__SOURCE EXTRACT__.
I have a question I was hoping  someone could answer my question. I was wondering what is considered long distance for my plan? I have unlimited province wide talking in my plan. I live in Toronto ontario. If I call someone in London ontario from Toronto is it free? What if I go to London ontario and call someone in toronto would it be free? 

 

Over the weekend I was in London and I tried to call my voicemail and it said that long distance chanrges may apply. I was wondering why it said that? Becacuse its supposed to be free isn't it? My plan has free provincial long distance.

 

Thanks

2 REPLIES 2

geogolem
Model Citizen / Citoyen Modèle

@JaK is correct in his answer. If you are more curious as to why you are getting this message and how everything works check out this post: http://productioncommunity.publicmobile.ca/t5/Discussions/If-I-text-or-call-a-local-number-while-the...

 

Whether or not a call is considered "long distance" has in fact nothing to do with your plan but rather is still based on the original phone system model. Your plan determines whether you will be charged for the "long distance" call. In order to access your voicemail your phone has a stored access number (usually this is actually your own phone number - when you call your own phone number from your phone it will access your voicemail). If you have a Toronto number and are in London, when you access your voicemail you are actually calling your own phone number (a Toronto number) while you are in London. This is considered a long distance call and hence you receive that message indicating that long distance charges may apply. If you have a province wide plan, these long distance charges wont apply to you though the call is considered "long distance" --> your province wide plan includes long distance calls within your province, hence you will only be charged for long distance calls that are not covered by your plan.

 

If you dont want to be bothered with hearing this message "long distance charges may apply" when you make calls --> add 1 in front of the number. In this case you would have to change your voicemail access number in your phones storage by adding the suffix +1

 

Back in the day, instead of a message saying "long distance charges may apply" the recording would actually tell you to hang up and place the call again with a 1 in front of the area code. Nowadays they just patch the call through for you, but warn you long distance charges *may* apply. If you precede the number with a 1 they assume you already know long distance charges may apply and do not give you any message.

JaK
Deputy Mayor / Adjoint au Maire

Hi @girl_toronto;

 

Yes, your province wide talk plan allows you to call for free to anywhere in the province from anywhere in the province, so calling from london back to Toronto will be free. However, in some of these cases you will get the "long distance charges may apply" recording before the call goes through, just ignore it and the call will go through anyways, no charge.

__REQUIRED ACTIONS__.
- a) Return the part of the forum thread about long distance calls that begins at the words "Hi @girl_toronto;" and ends after "anyways, no charge.".
- b) Translate this sentence from the forum thread about long distance calls into French: "If I call someone in London ontario from Toronto is it free?"
You won't need the listing for any of this.

__RECORDED DATA__.
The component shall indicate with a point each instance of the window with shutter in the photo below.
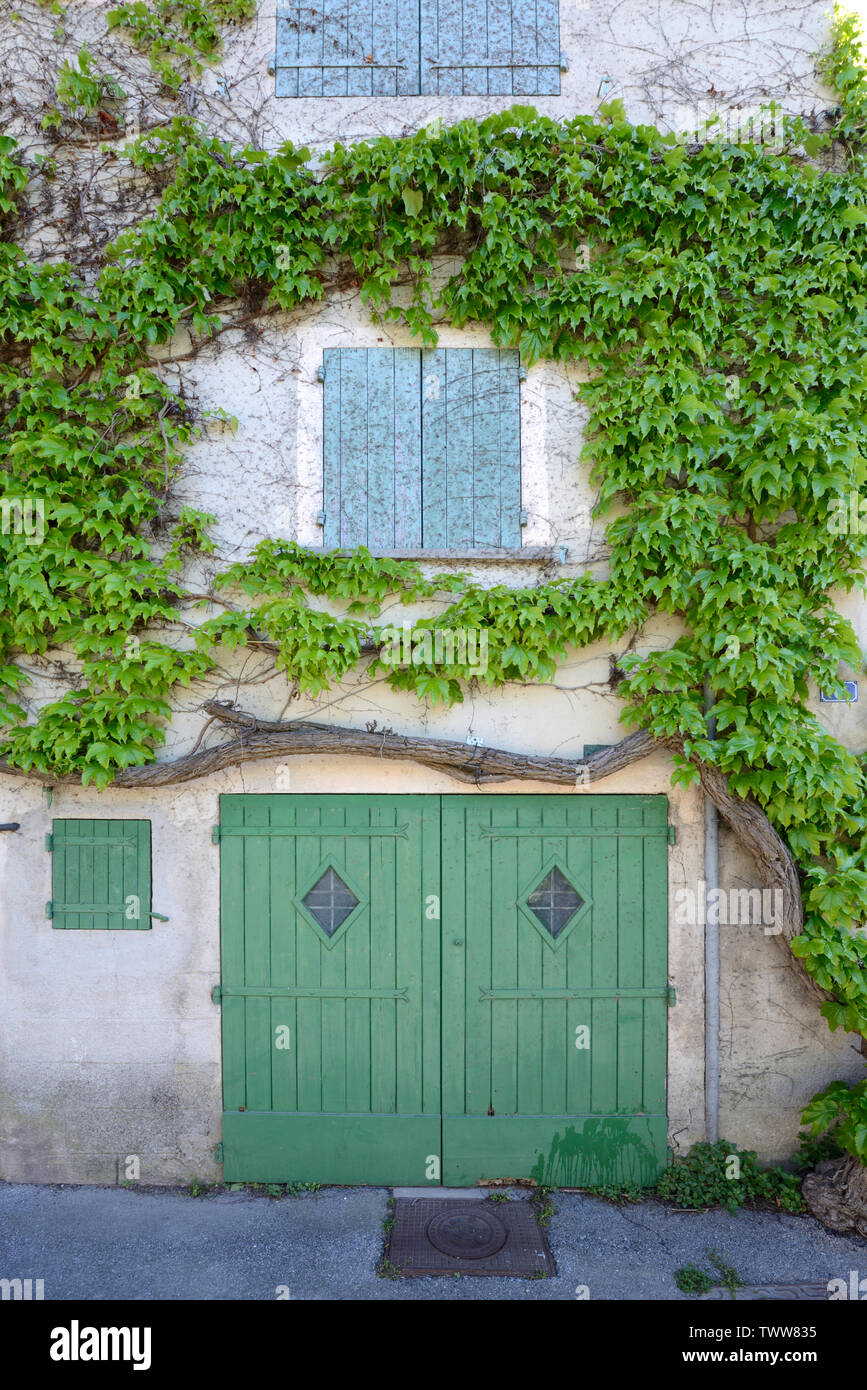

__SOLUTIONS__.
- a)
Hi @girl_toronto;

 

Yes, your province wide talk plan allows you to call for free to anywhere in the province from anywhere in the province, so calling from london back to Toronto will be free. However, in some of these cases you will get the "long distance charges may apply" recording before the call goes through, just ignore it and the call will go through anyways, no charge.

- b) Si j'appelle quelqu'un à London, en Ontario, depuis Toronto, est-ce gratuit ?